* **Activity**: Searching the material below, find each line that includes the word "jacket", and copy it.

----

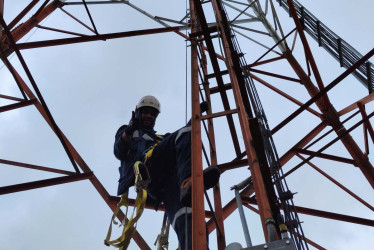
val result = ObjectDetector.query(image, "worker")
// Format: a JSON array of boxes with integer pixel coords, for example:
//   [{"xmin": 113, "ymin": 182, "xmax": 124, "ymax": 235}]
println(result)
[{"xmin": 113, "ymin": 95, "xmax": 220, "ymax": 249}]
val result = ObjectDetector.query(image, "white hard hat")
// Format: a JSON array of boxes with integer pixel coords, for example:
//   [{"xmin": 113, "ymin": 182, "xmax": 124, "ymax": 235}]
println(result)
[{"xmin": 136, "ymin": 95, "xmax": 161, "ymax": 113}]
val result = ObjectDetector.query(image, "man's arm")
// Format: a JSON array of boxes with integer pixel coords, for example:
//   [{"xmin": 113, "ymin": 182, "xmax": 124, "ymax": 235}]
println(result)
[
  {"xmin": 114, "ymin": 125, "xmax": 130, "ymax": 160},
  {"xmin": 114, "ymin": 111, "xmax": 140, "ymax": 160}
]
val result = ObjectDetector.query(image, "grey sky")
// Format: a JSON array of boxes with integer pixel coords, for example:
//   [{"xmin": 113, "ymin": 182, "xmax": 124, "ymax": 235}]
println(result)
[{"xmin": 1, "ymin": 0, "xmax": 373, "ymax": 249}]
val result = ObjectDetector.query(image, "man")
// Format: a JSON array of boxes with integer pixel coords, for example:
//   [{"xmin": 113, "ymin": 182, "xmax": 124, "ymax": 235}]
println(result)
[{"xmin": 114, "ymin": 95, "xmax": 220, "ymax": 249}]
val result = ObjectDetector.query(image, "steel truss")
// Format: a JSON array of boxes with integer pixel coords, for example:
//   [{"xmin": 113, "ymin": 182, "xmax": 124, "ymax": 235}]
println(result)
[
  {"xmin": 1, "ymin": 0, "xmax": 373, "ymax": 249},
  {"xmin": 276, "ymin": 0, "xmax": 374, "ymax": 92}
]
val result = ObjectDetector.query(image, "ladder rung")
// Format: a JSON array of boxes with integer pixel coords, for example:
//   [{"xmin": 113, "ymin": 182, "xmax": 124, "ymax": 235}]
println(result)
[
  {"xmin": 197, "ymin": 33, "xmax": 220, "ymax": 42},
  {"xmin": 206, "ymin": 69, "xmax": 228, "ymax": 79},
  {"xmin": 209, "ymin": 83, "xmax": 232, "ymax": 94},
  {"xmin": 189, "ymin": 25, "xmax": 218, "ymax": 38},
  {"xmin": 201, "ymin": 109, "xmax": 237, "ymax": 120}
]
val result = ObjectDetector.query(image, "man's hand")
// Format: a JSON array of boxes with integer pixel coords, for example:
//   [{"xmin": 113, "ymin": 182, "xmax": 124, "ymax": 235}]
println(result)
[{"xmin": 124, "ymin": 111, "xmax": 140, "ymax": 136}]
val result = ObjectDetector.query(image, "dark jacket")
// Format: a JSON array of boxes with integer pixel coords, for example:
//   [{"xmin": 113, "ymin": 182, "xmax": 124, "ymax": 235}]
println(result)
[{"xmin": 114, "ymin": 125, "xmax": 158, "ymax": 195}]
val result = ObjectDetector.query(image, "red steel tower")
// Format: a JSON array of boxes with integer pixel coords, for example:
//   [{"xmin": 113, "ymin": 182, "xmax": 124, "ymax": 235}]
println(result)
[{"xmin": 1, "ymin": 1, "xmax": 373, "ymax": 249}]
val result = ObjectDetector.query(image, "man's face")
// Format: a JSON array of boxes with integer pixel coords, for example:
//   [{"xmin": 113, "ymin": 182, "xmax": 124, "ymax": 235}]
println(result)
[{"xmin": 140, "ymin": 107, "xmax": 159, "ymax": 129}]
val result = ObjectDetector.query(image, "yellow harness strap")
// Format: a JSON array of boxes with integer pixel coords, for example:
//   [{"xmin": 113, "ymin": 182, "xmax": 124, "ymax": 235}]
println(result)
[
  {"xmin": 104, "ymin": 162, "xmax": 148, "ymax": 249},
  {"xmin": 144, "ymin": 134, "xmax": 163, "ymax": 162},
  {"xmin": 104, "ymin": 134, "xmax": 162, "ymax": 249}
]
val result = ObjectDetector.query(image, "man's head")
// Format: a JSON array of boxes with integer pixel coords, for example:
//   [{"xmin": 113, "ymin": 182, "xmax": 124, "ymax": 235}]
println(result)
[{"xmin": 135, "ymin": 95, "xmax": 161, "ymax": 129}]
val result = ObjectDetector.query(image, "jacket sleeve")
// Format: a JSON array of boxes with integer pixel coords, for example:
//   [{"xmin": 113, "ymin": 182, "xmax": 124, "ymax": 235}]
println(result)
[{"xmin": 114, "ymin": 125, "xmax": 129, "ymax": 160}]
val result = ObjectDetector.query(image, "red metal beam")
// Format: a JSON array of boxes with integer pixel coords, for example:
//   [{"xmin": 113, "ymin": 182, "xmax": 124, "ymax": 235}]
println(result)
[
  {"xmin": 304, "ymin": 111, "xmax": 360, "ymax": 150},
  {"xmin": 280, "ymin": 121, "xmax": 327, "ymax": 166},
  {"xmin": 251, "ymin": 74, "xmax": 322, "ymax": 118},
  {"xmin": 17, "ymin": 26, "xmax": 180, "ymax": 50},
  {"xmin": 201, "ymin": 109, "xmax": 238, "ymax": 120},
  {"xmin": 209, "ymin": 83, "xmax": 232, "ymax": 94},
  {"xmin": 0, "ymin": 172, "xmax": 93, "ymax": 195},
  {"xmin": 0, "ymin": 158, "xmax": 75, "ymax": 175},
  {"xmin": 283, "ymin": 110, "xmax": 374, "ymax": 179},
  {"xmin": 248, "ymin": 55, "xmax": 284, "ymax": 68},
  {"xmin": 0, "ymin": 99, "xmax": 37, "ymax": 113},
  {"xmin": 217, "ymin": 159, "xmax": 248, "ymax": 172},
  {"xmin": 0, "ymin": 94, "xmax": 25, "ymax": 101},
  {"xmin": 294, "ymin": 205, "xmax": 374, "ymax": 227},
  {"xmin": 1, "ymin": 17, "xmax": 81, "ymax": 174},
  {"xmin": 291, "ymin": 30, "xmax": 298, "ymax": 51},
  {"xmin": 11, "ymin": 0, "xmax": 62, "ymax": 43},
  {"xmin": 33, "ymin": 0, "xmax": 50, "ymax": 17},
  {"xmin": 36, "ymin": 24, "xmax": 87, "ymax": 37},
  {"xmin": 8, "ymin": 0, "xmax": 40, "ymax": 30},
  {"xmin": 357, "ymin": 102, "xmax": 374, "ymax": 144},
  {"xmin": 3, "ymin": 54, "xmax": 151, "ymax": 250},
  {"xmin": 287, "ymin": 0, "xmax": 329, "ymax": 105},
  {"xmin": 0, "ymin": 56, "xmax": 28, "ymax": 99},
  {"xmin": 252, "ymin": 27, "xmax": 296, "ymax": 65},
  {"xmin": 68, "ymin": 3, "xmax": 218, "ymax": 58},
  {"xmin": 0, "ymin": 0, "xmax": 3, "ymax": 38},
  {"xmin": 59, "ymin": 7, "xmax": 97, "ymax": 34},
  {"xmin": 338, "ymin": 92, "xmax": 374, "ymax": 116},
  {"xmin": 190, "ymin": 0, "xmax": 207, "ymax": 247},
  {"xmin": 249, "ymin": 68, "xmax": 302, "ymax": 83},
  {"xmin": 271, "ymin": 48, "xmax": 374, "ymax": 135},
  {"xmin": 284, "ymin": 0, "xmax": 374, "ymax": 190},
  {"xmin": 81, "ymin": 0, "xmax": 98, "ymax": 34},
  {"xmin": 199, "ymin": 40, "xmax": 226, "ymax": 249},
  {"xmin": 207, "ymin": 70, "xmax": 228, "ymax": 79},
  {"xmin": 212, "ymin": 0, "xmax": 282, "ymax": 238},
  {"xmin": 293, "ymin": 148, "xmax": 356, "ymax": 165},
  {"xmin": 243, "ymin": 197, "xmax": 374, "ymax": 227},
  {"xmin": 210, "ymin": 0, "xmax": 279, "ymax": 239},
  {"xmin": 364, "ymin": 118, "xmax": 369, "ymax": 156},
  {"xmin": 191, "ymin": 0, "xmax": 243, "ymax": 158},
  {"xmin": 296, "ymin": 154, "xmax": 374, "ymax": 212}
]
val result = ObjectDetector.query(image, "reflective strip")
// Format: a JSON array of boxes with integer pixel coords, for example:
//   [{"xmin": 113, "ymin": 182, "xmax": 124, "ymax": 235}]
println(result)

----

* **Solution for this problem**:
val result = ObjectDetector.query(image, "dark jacket")
val result = ObjectDetector.query(image, "jacket sleeve")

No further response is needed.